Try it:
From the passage describing the organizations, print the text from "Amnesty International CZ" up to and including "discuss international affairs.".

Document passage:

Amnesty International CZ (Czech) are a large International organization with millions of members from all around the world, with many regions and countries having their own sections. They are an organization that campaign for a wide range of issues from women's rights, public economic and socio-economic rights, and many others. The Czech chapter of Amnesty International is the largest contributor to DEMAS from under the banner of Amnesty International.

Association for International Affairs (AMO) are an organization that conducts research and offers education to other organizations on international affairs. They open themselves up to serve as a platform which allows economic, academic, and governmental organizations and figures to meet, learn, and discuss international affairs.

Caritas of the Archdiocese of Prague are a religious organization that serve to help the homeless, at-risk people, the elderly, and victims of crime, they also provide humanitarian aid to Sub-Saharan countries and India. They work to make connections with other churches and religious organizations abroad, serving to expand a transnational network of religious organizations.

(Data entries)
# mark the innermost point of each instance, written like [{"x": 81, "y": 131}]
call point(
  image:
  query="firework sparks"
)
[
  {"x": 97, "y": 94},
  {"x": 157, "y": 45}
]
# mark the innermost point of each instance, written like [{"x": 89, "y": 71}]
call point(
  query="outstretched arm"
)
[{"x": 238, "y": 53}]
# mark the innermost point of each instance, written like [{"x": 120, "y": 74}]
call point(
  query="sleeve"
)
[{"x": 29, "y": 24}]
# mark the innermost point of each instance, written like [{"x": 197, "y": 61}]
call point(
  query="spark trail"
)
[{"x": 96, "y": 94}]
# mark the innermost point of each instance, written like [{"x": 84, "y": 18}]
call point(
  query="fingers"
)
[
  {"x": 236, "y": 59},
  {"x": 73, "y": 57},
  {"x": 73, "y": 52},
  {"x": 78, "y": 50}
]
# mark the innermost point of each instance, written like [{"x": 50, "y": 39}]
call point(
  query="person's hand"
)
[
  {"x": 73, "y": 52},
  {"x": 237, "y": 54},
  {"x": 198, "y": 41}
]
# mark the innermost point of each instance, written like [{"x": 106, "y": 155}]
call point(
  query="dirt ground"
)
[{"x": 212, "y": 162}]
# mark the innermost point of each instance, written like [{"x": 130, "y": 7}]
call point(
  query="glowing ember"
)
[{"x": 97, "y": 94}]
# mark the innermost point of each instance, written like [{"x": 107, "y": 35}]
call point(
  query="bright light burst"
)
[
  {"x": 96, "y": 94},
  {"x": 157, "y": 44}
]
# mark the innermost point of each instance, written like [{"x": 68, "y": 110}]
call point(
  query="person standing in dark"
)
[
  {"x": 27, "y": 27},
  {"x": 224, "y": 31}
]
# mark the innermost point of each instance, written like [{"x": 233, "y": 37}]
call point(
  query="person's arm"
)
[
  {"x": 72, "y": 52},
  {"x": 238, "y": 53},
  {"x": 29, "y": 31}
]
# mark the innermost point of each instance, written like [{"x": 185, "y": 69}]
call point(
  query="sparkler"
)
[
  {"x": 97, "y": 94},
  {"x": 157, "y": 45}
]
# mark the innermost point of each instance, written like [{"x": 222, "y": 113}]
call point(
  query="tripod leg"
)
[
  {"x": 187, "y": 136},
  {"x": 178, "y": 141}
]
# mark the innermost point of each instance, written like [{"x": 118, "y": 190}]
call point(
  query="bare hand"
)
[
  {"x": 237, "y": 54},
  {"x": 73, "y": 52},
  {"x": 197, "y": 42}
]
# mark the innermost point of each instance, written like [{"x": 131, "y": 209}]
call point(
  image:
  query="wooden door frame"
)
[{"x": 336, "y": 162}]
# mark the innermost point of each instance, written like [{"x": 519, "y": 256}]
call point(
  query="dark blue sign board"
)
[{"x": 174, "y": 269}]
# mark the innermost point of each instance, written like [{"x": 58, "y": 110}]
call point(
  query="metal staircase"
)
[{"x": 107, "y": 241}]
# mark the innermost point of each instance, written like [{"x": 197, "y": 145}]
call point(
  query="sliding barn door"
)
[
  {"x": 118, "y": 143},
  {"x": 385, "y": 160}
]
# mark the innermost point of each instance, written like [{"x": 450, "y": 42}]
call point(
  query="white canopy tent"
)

Output of the task:
Amnesty International CZ (Czech) are a large International organization with millions of members from all around the world, with many regions and countries having their own sections. They are an organization that campaign for a wide range of issues from women's rights, public economic and socio-economic rights, and many others. The Czech chapter of Amnesty International is the largest contributor to DEMAS from under the banner of Amnesty International.

Association for International Affairs (AMO) are an organization that conducts research and offers education to other organizations on international affairs. They open themselves up to serve as a platform which allows economic, academic, and governmental organizations and figures to meet, learn, and discuss international affairs.